_PROBLEM TO WORK ON_
Filtering the records below, copy only those lines that include the word "open".

(Extracted records)
· · · ·
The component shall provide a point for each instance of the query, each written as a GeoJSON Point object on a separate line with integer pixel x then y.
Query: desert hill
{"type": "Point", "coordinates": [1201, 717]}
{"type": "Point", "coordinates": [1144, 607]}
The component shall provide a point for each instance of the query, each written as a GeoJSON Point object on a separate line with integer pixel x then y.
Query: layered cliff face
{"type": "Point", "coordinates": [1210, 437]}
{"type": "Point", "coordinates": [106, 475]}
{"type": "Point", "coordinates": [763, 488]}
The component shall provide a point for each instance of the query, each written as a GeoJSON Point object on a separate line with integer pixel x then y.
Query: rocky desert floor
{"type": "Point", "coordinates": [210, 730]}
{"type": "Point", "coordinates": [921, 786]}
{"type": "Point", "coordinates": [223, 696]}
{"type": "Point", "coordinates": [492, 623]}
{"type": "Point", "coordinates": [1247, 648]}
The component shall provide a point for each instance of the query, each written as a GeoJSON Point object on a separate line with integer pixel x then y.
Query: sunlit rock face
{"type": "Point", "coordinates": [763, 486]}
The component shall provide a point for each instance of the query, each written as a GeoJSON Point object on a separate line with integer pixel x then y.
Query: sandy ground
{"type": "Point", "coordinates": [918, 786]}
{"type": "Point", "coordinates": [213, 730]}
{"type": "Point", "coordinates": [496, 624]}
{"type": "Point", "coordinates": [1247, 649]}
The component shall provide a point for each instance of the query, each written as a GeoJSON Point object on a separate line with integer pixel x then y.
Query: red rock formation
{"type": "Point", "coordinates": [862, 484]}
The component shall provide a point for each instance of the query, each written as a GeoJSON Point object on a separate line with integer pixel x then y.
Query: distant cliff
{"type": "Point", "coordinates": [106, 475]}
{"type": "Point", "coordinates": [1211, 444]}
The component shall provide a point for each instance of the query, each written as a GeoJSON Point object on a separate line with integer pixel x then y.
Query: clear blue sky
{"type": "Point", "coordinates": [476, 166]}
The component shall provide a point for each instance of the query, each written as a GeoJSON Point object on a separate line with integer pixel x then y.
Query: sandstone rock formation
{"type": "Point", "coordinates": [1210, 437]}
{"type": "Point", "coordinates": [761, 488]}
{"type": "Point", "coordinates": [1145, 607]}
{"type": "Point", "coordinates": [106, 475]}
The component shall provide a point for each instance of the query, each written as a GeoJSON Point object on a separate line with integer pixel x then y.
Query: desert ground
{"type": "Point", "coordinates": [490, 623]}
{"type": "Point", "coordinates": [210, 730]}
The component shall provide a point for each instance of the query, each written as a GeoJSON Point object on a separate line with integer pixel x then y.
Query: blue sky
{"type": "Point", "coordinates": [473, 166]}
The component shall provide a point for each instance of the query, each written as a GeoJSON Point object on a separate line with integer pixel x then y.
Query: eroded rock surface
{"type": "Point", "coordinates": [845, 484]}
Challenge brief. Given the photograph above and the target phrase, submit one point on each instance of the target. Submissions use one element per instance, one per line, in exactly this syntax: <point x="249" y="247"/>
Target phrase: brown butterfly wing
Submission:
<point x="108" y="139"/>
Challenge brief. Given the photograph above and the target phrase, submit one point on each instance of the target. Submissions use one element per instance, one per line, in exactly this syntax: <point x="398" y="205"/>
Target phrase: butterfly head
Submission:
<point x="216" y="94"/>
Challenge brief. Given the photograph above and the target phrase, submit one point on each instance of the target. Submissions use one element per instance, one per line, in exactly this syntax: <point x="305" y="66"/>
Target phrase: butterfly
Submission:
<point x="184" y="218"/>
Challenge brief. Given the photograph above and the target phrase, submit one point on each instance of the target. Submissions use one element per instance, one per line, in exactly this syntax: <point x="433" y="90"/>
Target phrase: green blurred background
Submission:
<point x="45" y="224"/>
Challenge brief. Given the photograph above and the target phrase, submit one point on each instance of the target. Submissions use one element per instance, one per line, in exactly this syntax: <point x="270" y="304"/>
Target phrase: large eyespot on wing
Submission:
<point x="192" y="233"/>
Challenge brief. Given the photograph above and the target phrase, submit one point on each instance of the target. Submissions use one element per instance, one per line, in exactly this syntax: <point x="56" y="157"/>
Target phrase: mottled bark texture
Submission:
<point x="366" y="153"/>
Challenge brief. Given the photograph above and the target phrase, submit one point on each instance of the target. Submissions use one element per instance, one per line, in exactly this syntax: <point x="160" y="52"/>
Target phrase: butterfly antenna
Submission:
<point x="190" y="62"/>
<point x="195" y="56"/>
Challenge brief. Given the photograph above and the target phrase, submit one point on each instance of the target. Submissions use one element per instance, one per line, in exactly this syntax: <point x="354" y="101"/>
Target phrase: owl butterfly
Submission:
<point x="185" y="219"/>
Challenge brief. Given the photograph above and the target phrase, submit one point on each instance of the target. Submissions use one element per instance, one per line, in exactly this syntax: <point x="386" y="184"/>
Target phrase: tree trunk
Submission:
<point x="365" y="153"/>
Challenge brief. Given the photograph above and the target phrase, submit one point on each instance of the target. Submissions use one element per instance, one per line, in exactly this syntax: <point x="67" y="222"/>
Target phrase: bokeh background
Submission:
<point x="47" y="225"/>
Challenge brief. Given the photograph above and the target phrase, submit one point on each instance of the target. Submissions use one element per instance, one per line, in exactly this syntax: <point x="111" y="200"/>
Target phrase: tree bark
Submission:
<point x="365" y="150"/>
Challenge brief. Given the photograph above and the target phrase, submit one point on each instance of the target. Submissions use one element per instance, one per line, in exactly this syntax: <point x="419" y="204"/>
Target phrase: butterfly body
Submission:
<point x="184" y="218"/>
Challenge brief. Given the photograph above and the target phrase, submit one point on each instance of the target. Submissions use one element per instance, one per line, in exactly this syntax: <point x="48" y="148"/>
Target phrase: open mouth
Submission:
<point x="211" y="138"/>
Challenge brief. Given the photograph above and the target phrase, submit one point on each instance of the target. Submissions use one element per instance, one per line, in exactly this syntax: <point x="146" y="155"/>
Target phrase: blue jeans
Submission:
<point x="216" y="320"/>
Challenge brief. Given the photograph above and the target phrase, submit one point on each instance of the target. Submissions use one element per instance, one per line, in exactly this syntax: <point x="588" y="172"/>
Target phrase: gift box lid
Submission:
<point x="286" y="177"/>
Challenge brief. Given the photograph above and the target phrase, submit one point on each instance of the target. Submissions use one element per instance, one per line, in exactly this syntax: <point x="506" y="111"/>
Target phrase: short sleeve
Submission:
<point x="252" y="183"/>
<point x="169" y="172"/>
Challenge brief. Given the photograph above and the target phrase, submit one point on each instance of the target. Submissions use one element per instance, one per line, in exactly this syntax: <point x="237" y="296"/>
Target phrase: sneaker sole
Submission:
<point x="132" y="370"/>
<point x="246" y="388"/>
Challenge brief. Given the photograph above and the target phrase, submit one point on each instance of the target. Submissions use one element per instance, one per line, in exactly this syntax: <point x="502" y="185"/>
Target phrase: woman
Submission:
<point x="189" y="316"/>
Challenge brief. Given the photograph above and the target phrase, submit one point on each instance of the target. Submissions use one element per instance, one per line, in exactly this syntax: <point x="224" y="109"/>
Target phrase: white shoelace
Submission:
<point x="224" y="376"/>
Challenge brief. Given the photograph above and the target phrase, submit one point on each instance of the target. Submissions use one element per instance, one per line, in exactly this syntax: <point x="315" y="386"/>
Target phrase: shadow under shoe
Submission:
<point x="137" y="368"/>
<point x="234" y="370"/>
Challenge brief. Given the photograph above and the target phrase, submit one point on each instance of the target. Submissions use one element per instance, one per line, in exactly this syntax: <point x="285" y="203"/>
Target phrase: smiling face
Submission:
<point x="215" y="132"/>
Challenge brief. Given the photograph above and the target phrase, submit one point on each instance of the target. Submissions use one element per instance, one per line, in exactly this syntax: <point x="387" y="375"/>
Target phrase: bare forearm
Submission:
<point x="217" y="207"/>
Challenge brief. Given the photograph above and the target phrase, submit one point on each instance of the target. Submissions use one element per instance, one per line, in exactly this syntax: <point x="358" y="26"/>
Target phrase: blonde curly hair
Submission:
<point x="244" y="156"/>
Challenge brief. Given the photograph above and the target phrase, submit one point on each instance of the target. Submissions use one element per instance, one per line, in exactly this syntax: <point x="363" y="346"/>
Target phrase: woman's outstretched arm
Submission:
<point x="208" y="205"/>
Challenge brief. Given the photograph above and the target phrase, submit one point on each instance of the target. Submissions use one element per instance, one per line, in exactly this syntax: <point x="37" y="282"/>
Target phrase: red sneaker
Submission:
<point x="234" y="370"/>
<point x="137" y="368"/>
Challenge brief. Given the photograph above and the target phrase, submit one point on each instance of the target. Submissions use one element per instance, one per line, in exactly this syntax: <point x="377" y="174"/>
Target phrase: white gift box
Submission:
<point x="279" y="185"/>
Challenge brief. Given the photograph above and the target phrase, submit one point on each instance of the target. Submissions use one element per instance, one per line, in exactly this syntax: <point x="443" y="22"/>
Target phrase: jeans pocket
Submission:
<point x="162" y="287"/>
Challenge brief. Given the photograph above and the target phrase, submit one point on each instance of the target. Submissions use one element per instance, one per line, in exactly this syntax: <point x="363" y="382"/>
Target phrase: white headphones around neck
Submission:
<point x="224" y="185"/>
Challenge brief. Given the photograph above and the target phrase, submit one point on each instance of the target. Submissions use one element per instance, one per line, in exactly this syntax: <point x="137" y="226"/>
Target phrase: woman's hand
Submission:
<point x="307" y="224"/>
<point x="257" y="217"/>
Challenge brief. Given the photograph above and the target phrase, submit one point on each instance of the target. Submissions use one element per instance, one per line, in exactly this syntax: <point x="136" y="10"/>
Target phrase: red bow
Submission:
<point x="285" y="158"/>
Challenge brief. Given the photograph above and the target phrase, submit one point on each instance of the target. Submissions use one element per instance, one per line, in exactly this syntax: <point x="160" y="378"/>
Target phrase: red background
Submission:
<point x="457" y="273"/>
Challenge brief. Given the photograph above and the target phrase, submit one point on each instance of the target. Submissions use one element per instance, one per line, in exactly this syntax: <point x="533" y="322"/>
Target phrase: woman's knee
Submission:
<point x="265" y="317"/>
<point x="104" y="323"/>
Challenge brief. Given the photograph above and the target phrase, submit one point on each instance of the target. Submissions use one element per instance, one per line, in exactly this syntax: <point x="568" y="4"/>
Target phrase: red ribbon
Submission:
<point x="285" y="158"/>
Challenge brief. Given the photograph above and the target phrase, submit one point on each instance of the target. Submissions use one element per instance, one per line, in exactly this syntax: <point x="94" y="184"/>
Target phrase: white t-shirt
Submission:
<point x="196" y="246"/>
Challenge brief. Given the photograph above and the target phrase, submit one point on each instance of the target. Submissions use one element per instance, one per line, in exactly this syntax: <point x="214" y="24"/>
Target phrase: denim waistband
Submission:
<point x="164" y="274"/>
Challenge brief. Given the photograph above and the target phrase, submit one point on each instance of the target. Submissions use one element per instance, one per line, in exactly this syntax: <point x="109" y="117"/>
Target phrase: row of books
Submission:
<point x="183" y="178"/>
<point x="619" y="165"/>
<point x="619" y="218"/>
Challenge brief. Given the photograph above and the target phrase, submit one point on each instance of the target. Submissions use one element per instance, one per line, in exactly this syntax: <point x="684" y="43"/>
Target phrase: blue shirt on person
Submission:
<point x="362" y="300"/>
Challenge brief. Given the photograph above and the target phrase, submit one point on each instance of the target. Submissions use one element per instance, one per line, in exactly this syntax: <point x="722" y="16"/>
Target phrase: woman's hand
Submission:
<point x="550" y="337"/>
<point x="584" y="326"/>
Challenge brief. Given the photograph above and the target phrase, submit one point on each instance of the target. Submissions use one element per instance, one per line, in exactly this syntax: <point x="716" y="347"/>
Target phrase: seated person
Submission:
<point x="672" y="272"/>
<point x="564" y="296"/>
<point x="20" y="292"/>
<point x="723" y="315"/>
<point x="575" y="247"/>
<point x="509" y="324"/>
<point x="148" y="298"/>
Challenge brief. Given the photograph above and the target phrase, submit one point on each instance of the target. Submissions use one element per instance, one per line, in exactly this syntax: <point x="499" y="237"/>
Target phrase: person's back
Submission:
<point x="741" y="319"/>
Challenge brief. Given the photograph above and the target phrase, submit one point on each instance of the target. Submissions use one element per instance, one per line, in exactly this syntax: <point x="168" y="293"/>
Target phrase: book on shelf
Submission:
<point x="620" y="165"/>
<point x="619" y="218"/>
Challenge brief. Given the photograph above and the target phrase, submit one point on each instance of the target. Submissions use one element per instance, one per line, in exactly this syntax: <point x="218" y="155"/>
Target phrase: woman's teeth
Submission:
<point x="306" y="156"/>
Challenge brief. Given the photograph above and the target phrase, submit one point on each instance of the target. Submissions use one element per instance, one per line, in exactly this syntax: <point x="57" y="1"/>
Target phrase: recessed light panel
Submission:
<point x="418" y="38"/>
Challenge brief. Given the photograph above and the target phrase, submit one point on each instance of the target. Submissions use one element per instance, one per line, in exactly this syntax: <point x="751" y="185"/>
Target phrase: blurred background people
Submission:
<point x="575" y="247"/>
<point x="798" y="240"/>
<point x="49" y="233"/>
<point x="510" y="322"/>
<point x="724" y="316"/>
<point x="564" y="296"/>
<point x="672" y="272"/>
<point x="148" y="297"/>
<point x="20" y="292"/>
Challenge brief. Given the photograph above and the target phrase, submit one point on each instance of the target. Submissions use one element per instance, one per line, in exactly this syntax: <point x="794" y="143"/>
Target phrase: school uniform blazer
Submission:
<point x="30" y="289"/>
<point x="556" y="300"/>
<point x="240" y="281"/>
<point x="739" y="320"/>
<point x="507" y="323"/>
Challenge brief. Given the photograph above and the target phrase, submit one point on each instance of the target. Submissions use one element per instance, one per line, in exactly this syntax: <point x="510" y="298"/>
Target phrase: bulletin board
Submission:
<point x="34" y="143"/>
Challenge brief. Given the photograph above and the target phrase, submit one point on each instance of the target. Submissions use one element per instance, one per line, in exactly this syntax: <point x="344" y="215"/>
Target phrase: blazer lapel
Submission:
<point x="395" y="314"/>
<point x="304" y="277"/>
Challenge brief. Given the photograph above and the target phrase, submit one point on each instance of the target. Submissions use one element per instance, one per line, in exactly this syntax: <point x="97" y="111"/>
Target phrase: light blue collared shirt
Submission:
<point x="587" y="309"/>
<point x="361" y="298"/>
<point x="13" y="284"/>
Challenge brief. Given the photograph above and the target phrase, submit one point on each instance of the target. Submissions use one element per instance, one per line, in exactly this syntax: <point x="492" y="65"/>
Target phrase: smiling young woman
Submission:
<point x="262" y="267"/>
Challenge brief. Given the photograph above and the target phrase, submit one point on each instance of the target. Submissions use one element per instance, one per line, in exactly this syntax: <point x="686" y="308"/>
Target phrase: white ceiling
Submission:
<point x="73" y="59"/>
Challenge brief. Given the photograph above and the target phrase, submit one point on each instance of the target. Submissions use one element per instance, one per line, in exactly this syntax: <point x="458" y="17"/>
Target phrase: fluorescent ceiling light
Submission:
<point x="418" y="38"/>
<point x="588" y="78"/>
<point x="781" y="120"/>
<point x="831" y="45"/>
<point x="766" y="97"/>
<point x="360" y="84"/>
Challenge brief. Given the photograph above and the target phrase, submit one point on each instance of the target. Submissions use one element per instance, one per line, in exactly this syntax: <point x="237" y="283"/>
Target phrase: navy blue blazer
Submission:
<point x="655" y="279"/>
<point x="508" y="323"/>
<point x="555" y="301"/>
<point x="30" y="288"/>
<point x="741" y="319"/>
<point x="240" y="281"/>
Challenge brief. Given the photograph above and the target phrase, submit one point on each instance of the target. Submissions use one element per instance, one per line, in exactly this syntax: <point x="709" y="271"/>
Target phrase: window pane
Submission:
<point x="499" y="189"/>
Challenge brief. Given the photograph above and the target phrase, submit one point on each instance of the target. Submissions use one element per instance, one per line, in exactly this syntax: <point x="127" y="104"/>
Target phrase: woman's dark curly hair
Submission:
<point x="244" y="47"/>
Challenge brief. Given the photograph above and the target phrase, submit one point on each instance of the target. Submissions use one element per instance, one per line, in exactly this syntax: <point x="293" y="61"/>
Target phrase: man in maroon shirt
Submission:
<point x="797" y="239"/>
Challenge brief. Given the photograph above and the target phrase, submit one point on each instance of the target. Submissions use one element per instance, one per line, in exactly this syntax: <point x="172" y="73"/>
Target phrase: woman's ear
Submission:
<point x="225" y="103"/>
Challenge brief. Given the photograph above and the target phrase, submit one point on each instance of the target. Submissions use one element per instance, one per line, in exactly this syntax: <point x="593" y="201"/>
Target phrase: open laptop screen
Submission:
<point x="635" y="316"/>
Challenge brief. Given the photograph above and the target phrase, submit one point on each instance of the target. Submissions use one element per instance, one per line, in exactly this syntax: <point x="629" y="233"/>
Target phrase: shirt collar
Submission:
· · · ·
_PROBLEM SOLUTION_
Target phrase: open mouth
Target phrase: open laptop screen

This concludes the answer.